Task details: Format the material below as a numbered list, with one line per entry and blank lines omitted.

------ Data supplied

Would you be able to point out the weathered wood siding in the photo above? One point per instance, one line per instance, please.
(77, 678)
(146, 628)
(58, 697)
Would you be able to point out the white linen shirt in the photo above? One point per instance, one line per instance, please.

------------

Result below:
1. Would you be able to point out the weathered wood siding in the photo above? One point per instance, one line per instance, please.
2. (77, 678)
3. (146, 628)
4. (58, 697)
5. Would you be able to point out the white linen shirt in the photo above? One point per instance, one line per instance, please.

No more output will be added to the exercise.